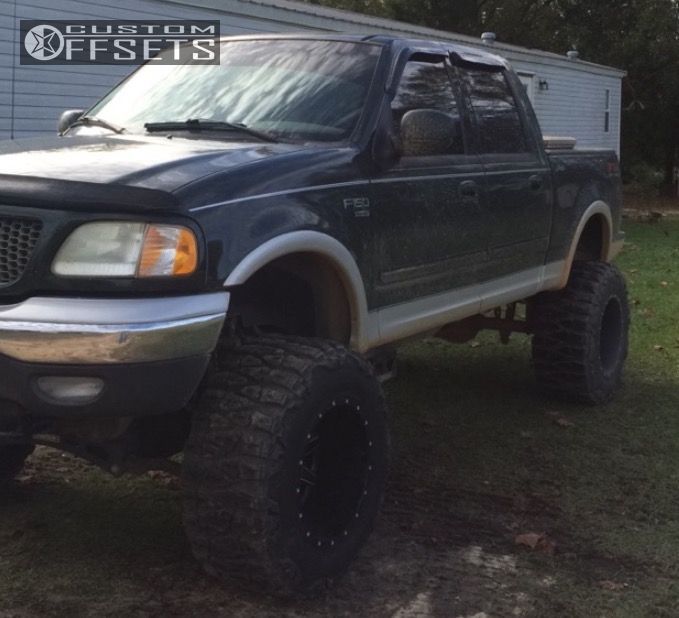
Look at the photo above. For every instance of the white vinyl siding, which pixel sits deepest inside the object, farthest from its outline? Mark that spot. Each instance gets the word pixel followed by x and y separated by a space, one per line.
pixel 33 97
pixel 574 104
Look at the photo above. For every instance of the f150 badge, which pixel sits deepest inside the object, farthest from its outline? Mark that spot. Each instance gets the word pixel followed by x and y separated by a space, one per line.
pixel 360 206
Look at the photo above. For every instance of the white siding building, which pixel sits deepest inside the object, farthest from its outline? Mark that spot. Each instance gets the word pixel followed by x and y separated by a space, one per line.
pixel 571 97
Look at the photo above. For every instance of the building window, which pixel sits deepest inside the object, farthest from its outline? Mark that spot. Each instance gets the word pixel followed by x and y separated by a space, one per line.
pixel 607 112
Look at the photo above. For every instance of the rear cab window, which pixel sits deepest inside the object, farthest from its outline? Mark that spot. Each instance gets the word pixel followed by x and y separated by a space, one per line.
pixel 498 118
pixel 427 84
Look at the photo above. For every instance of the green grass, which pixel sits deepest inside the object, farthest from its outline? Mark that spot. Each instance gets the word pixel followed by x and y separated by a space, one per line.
pixel 478 459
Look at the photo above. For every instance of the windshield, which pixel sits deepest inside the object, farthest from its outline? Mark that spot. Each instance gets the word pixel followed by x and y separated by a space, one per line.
pixel 294 89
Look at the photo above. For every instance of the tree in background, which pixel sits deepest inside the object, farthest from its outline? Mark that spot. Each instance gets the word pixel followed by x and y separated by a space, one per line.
pixel 640 36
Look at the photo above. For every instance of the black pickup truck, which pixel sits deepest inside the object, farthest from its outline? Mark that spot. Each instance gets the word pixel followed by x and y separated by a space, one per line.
pixel 221 261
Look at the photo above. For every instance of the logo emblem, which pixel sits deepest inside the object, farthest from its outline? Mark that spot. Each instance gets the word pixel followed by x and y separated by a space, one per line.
pixel 44 42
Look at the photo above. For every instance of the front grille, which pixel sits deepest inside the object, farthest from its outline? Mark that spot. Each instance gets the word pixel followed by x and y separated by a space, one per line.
pixel 18 238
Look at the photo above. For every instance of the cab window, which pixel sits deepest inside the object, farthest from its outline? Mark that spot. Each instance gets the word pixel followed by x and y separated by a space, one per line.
pixel 426 86
pixel 500 128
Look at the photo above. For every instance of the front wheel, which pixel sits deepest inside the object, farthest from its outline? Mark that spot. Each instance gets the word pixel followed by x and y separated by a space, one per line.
pixel 581 334
pixel 286 463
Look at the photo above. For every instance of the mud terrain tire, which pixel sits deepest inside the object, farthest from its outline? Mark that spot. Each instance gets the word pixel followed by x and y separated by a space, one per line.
pixel 580 338
pixel 286 463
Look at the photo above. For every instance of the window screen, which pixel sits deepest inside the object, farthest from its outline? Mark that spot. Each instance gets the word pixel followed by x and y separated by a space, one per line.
pixel 499 120
pixel 427 85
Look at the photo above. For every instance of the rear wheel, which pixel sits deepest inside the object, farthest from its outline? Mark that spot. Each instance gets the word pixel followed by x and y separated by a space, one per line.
pixel 286 464
pixel 581 334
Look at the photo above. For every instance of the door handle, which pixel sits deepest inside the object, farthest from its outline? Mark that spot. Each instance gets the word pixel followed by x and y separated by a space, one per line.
pixel 536 183
pixel 469 191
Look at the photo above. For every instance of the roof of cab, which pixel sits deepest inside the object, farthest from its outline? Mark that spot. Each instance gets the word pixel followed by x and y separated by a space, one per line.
pixel 467 54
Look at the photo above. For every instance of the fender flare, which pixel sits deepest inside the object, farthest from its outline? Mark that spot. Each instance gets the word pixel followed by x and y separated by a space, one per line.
pixel 321 245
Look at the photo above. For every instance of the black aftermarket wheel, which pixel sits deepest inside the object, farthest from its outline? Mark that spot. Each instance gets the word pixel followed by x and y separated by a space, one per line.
pixel 286 464
pixel 581 334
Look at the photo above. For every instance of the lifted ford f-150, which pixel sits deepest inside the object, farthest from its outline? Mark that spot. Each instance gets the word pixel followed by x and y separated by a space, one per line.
pixel 221 260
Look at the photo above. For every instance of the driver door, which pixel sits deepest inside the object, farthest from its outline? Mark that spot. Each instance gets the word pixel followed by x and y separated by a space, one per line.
pixel 428 211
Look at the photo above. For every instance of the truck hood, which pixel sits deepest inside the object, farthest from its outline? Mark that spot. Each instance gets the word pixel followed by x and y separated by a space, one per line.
pixel 150 162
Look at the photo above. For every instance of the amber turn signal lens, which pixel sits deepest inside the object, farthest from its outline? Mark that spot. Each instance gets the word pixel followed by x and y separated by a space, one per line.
pixel 168 251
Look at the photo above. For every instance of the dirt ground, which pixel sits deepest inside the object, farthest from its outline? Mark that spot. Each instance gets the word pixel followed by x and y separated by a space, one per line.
pixel 501 503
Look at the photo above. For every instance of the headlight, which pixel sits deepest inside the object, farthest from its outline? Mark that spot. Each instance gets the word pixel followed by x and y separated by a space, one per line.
pixel 119 249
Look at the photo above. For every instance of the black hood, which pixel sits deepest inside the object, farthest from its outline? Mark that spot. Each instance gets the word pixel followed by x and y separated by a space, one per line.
pixel 152 162
pixel 117 172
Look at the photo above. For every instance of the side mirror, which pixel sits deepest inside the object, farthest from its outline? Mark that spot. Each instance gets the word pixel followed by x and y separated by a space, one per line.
pixel 427 132
pixel 67 119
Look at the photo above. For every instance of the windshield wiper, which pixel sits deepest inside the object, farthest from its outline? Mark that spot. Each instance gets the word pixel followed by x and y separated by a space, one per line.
pixel 93 121
pixel 195 124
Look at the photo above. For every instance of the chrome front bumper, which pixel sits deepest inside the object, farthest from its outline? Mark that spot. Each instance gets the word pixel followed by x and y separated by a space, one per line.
pixel 100 331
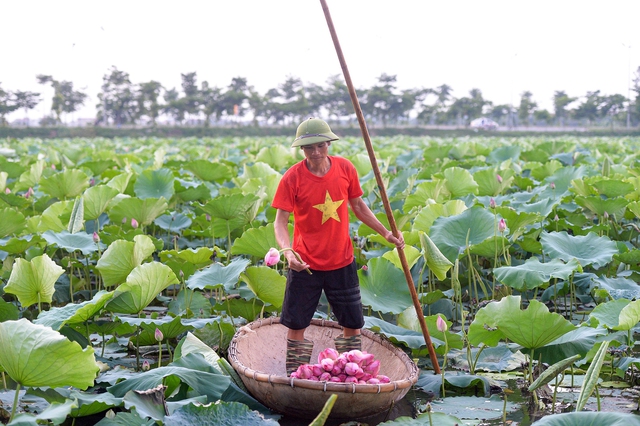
____________
Using the records above, extract exactly and only the lines from the one with "black hood, which" through the final line, inclusive, leaving out pictures.

Look at the photo above. For every instance of the black hood, which pixel sits deepest inside the object, farthest from its outline? Mark that spot. Each instance gets the word pixel followed by x and y separated by a space, one per line.
pixel 152 162
pixel 117 172
Look at the photo above. For every instance of the side mirror, which pixel sits deepest inside the object, farthest from its outline? Mark that spot. Each instance gets the word pixel followed by x and y separated by a space, one per line.
pixel 427 132
pixel 67 119
Look at the photo above. For every instance of the windshield wiper, which pixel sits deepest inside the object, farthest from its outline? Mark that spot. Each instance gets the word pixel followed by x and y separated by a space, one per line.
pixel 93 121
pixel 195 124
Look at the photo above. For every instance of the chrome front bumper, which pixel sits deepest inside the object, farthest from its outline? Mark that spot. Each instance gets the word pixel followed by x and y separated by a space, one per line.
pixel 100 331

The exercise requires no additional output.